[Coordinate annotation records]
================================

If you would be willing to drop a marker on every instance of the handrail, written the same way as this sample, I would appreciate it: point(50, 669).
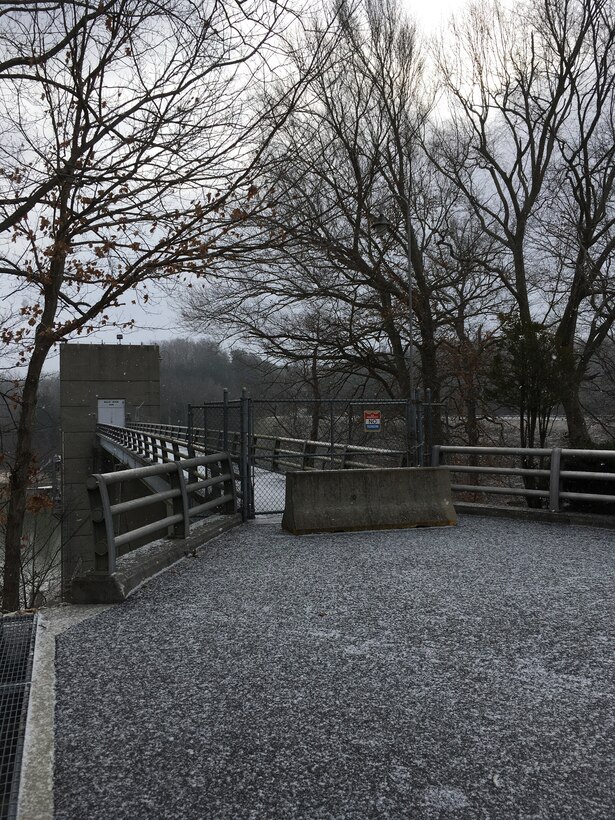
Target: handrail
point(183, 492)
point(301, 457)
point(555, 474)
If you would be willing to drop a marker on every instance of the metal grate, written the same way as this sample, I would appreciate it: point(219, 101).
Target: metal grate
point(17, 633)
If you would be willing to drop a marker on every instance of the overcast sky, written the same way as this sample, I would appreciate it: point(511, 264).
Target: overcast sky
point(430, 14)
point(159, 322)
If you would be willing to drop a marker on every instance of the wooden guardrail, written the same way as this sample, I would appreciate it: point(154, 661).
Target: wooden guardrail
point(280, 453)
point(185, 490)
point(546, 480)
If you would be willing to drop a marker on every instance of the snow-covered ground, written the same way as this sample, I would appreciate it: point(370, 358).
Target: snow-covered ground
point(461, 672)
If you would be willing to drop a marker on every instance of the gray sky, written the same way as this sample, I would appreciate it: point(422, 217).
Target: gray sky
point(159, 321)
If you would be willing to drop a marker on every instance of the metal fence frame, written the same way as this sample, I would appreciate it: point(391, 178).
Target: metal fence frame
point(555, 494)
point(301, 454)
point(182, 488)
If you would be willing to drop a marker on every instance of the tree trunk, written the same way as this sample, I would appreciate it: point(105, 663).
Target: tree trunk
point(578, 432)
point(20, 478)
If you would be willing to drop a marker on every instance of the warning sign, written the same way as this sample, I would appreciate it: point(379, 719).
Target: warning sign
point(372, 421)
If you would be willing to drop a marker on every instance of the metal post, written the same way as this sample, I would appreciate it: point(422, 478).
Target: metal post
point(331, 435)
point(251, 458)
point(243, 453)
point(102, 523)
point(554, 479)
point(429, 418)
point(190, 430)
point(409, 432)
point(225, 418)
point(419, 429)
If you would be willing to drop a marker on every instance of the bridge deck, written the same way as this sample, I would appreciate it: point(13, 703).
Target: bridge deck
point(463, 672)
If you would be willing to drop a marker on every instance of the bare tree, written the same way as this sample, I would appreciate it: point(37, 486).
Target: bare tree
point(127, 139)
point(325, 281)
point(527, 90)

================================

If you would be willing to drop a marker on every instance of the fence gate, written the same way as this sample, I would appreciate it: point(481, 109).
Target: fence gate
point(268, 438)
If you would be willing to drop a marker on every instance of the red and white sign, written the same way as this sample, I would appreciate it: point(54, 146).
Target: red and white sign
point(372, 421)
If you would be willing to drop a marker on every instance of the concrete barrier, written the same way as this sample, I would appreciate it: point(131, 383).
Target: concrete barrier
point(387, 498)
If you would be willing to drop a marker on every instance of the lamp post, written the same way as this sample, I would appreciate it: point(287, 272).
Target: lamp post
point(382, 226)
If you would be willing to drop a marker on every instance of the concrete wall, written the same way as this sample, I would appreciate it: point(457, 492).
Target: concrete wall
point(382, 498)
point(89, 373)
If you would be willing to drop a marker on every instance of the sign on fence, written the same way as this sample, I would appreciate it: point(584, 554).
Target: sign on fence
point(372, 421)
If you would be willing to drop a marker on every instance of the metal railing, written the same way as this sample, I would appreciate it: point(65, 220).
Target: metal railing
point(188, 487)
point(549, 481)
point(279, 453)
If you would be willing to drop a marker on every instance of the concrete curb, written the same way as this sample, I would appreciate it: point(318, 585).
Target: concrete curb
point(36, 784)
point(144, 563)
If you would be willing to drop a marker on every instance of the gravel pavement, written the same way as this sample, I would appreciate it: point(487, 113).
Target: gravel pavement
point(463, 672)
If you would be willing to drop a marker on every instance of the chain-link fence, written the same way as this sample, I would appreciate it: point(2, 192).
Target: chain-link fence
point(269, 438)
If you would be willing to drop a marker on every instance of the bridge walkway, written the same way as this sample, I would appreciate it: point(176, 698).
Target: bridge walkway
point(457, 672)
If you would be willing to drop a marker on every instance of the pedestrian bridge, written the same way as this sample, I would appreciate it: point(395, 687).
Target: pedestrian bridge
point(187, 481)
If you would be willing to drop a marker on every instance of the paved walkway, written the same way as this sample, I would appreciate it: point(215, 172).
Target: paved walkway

================================

## TASK STATEMENT
Locate each line in the data above that contains the string "curb", matching case exactly, and copy those lines out.

## RESULT BELOW
If you would be willing to drop a marker on every instance of the concrete curb, written the same way as this sample, I would appreciate it: point(318, 585).
Target: concrete curb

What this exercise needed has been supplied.